▶ **Stated task**
Return word for word everything in the entries below from the line containing "Q: Point to every instance of the yellow" down to the line containing "Query: yellow building", including both of those lines.
==================================================
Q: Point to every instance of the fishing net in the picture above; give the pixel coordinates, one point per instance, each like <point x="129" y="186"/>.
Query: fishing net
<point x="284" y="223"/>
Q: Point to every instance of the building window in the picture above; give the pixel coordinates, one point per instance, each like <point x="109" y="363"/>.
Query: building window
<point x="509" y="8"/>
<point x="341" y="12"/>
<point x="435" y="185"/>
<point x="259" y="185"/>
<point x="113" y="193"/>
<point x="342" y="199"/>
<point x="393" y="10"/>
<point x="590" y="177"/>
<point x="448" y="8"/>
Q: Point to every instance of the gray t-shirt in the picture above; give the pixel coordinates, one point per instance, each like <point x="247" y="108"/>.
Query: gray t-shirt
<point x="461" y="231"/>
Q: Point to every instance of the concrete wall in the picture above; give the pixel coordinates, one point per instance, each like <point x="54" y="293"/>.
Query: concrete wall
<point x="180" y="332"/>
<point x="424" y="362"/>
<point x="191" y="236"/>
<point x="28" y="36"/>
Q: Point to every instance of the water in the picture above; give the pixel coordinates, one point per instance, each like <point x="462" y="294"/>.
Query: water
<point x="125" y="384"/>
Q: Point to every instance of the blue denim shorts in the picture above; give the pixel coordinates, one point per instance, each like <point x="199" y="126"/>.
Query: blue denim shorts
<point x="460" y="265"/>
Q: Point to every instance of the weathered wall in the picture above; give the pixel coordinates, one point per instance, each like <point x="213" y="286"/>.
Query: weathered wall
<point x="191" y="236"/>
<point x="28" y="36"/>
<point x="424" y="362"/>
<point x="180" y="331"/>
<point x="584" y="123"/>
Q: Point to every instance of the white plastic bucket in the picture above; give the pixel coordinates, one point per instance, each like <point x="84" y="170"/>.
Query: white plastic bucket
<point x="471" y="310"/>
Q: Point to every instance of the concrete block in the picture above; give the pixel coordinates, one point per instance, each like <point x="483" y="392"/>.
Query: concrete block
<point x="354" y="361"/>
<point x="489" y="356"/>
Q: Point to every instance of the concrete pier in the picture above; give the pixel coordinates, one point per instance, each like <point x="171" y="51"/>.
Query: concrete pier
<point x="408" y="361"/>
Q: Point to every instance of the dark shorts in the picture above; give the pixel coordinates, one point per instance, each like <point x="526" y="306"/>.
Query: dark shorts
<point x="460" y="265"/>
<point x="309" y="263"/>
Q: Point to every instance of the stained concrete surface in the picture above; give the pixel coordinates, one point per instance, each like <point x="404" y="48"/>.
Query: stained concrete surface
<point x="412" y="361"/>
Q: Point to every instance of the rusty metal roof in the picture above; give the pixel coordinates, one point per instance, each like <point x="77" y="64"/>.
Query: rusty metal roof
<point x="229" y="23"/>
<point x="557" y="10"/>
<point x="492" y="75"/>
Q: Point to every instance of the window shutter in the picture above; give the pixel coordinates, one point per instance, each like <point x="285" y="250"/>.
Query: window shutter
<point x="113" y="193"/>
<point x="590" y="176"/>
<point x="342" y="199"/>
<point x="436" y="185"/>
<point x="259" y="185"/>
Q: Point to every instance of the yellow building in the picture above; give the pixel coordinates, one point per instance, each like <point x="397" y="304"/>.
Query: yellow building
==================================================
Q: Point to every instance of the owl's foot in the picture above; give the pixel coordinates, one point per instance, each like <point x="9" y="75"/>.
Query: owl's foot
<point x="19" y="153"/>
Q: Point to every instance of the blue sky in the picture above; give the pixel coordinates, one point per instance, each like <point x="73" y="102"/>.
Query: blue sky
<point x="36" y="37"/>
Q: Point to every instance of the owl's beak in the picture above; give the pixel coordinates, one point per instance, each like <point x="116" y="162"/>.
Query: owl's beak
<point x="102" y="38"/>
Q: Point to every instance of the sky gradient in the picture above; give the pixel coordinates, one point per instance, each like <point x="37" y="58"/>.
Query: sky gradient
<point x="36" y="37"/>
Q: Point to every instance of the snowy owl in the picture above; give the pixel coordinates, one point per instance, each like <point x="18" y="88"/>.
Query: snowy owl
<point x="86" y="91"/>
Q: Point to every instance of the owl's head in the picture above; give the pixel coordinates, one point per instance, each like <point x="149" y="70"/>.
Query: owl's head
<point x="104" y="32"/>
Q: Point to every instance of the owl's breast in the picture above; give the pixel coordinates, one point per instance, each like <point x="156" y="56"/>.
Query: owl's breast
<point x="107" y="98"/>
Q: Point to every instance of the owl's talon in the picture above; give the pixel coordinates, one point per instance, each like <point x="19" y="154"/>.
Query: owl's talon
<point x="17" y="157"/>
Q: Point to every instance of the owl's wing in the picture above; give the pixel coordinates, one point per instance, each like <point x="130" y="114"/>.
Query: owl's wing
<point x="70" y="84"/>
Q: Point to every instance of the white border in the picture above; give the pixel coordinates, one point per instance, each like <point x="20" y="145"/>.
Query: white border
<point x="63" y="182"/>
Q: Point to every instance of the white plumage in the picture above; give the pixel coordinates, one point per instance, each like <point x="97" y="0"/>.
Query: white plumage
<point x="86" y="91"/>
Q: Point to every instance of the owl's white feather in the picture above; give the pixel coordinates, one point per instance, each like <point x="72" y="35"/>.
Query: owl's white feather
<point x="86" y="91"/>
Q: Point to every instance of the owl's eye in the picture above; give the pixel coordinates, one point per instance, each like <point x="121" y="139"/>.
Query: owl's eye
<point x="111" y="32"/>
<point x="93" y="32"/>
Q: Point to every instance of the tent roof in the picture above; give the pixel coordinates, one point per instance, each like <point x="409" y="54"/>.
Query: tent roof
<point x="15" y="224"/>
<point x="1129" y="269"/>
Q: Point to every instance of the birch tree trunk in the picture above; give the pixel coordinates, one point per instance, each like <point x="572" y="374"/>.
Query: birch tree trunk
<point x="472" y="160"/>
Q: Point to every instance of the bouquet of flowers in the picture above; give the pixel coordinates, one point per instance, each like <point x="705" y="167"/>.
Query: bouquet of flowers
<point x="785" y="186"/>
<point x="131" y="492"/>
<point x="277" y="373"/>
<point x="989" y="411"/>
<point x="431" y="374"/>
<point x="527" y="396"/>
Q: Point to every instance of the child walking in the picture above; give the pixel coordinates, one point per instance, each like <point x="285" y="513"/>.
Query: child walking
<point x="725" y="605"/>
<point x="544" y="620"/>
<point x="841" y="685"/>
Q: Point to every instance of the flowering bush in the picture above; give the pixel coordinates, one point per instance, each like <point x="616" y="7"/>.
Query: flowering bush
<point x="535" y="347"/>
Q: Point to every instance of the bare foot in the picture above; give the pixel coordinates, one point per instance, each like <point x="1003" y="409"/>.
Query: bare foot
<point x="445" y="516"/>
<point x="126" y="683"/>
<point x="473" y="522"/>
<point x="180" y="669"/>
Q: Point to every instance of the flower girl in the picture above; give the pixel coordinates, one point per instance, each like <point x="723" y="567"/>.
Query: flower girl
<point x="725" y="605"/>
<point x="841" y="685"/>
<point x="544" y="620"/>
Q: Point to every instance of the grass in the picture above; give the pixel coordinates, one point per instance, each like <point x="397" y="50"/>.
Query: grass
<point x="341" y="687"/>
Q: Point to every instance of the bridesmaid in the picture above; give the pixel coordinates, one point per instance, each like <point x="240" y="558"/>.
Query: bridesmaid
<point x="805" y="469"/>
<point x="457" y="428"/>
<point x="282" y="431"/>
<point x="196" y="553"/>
==================================================
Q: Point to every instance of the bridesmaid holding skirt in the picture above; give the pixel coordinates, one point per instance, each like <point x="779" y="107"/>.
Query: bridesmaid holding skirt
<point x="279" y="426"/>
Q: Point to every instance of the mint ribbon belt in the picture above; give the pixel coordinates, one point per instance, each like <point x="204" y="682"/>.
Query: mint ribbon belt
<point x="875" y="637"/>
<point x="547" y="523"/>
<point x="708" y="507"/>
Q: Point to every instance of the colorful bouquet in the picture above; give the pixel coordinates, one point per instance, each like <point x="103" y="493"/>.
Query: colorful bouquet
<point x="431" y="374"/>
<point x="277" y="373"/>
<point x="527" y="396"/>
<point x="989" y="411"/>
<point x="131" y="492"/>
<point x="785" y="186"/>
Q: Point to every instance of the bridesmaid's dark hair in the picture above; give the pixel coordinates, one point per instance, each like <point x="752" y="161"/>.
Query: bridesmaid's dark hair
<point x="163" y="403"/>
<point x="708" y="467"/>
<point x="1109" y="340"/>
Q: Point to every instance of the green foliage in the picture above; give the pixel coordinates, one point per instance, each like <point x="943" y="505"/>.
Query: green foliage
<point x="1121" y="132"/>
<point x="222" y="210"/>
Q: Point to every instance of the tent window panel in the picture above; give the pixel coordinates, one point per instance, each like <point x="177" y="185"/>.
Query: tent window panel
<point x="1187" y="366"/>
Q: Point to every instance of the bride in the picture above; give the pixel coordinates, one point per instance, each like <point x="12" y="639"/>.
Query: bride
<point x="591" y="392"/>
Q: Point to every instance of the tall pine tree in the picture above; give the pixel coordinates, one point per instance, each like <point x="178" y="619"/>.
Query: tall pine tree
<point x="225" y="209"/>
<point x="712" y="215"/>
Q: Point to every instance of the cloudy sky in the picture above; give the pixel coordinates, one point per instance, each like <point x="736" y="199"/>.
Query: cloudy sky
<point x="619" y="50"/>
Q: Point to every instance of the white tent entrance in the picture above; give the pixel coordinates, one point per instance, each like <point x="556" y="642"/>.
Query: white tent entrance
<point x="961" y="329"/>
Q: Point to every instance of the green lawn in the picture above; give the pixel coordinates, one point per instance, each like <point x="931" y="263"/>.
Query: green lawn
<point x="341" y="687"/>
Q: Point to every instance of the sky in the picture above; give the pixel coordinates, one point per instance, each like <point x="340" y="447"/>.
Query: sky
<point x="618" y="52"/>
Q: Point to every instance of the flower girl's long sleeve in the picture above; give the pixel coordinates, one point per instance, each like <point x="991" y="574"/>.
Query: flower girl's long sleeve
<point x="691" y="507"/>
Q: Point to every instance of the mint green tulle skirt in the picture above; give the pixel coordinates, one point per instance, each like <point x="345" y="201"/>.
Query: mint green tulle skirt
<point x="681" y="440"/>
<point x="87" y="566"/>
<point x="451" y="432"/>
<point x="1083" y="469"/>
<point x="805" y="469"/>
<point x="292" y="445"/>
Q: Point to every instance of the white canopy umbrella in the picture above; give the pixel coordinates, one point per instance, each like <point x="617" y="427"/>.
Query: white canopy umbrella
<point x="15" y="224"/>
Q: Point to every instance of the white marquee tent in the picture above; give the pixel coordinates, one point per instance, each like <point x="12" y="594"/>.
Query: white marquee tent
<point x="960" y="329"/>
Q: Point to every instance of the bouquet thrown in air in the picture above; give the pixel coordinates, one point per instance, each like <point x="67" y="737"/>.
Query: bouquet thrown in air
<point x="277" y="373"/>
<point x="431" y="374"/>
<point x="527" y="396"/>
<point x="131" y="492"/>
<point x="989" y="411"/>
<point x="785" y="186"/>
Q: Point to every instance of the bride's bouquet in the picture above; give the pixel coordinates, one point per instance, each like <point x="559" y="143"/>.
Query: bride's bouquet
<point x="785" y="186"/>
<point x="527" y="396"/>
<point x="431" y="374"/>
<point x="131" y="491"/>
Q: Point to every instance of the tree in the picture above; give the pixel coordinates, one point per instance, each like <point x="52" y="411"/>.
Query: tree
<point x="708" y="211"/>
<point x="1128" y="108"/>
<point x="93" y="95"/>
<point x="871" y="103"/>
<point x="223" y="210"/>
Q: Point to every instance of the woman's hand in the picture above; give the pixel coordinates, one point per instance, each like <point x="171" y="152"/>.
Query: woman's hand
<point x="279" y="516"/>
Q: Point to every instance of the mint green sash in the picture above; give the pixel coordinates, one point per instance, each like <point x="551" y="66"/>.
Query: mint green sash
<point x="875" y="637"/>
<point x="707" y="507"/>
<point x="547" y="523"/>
==================================================
▶ **The result**
Q: Point to every instance of the yellow building in the picture above; give the pixel coordinates, one point per instance, each like <point x="397" y="304"/>.
Query: yellow building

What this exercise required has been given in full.